## SUPPLIED TEXT:
This blog is meant as an open forum where translators of Haruki Murakami can share ideas and discuss solutions to problems encountered in the process of translating his works. It was launched by two translators of Murakami into Norwegian and Polish, Ika Kaminka and Anna Zielinska-Elliott. Some of us have collaborated in the past, and many of us are in touch regularly by e-mail, but the publication of the new novel in 2013 served as a catalyst for the creation of an online translation blog.
Tuesday, October 7, 2014
Haruki Murakami Wins Welt's Literaturpreis for 2014
It was announced on October 3 that Haruki Murakami will be the recipient of this year's Die Welt literary prize. The prize, established in honor of Willy Haas, who founded Die Literarische Welt in 1995, has been awarded annually since 1999 to international authors by the literary supplement of the German weekly. Among past recipients are Philip Roth, Amos Oz, Imre Kértesz, Jeffrey Eugenides and Jonathan Franzen. Murakami will apparently travel to Berlin to accept the prize on November 7.

## DATA ROWS:
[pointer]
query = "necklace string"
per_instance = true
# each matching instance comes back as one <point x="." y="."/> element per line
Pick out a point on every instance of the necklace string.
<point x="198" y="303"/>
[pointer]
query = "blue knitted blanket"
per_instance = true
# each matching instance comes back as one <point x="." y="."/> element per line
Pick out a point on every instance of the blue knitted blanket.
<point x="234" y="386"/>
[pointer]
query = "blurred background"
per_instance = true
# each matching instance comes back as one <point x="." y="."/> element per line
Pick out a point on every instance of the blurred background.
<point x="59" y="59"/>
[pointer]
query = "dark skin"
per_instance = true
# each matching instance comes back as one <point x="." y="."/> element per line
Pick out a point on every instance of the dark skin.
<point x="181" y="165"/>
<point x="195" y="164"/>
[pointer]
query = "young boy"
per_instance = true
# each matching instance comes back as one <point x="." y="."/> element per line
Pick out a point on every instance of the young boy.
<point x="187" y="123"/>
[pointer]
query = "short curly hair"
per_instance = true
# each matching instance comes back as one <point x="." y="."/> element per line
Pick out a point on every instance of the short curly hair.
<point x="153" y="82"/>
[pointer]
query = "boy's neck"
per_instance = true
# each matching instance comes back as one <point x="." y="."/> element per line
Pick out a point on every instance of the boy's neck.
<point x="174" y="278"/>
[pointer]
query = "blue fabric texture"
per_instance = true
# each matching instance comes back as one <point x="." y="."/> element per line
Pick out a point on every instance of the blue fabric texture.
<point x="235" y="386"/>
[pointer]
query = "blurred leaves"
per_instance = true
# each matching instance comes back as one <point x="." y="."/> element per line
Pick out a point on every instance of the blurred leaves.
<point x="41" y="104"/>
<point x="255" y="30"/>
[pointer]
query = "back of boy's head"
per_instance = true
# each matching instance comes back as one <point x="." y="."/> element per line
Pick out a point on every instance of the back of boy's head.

## JOBS:
A. Count the lines of the records that contain the word "hair", and give only that number.
B. Carry on the blog text about Haruki Murakami's Die Welt prize from where it stops.

## ANSWERS TO THE TASKS:
A. 2

B.
Die Welt published a long article announcing the prize, in which Richard Kämmerlings talks about Murakami's biography, his writing style, and his newest novel [Tsukuru Tazaki]. He also refers to the new anthology of stories [Onna no inai otokotachi], which will be coming out in German later in October as Von Männern die keine Frauen haben -- before the English translation appears, as Kämmerlings stresses ("In der kommenden Woche erscheint im Dumont Verlag ein neuer Band mit Erzählungen von Murakami auf Deutsch, noch vor der englischen Übersetzung").
The article features pictures of both beautiful covers and Ursula Gräfe is listed as the translator underneath each of them, but there is not one word about her in the article. It would seem pretty obvious that it must be partly owing to her great translations that the jurors for Die Welt decided to give the prize to Haruki Murakami!
You can find the whole article here.
Subscribe to:
Post Comments (Atom)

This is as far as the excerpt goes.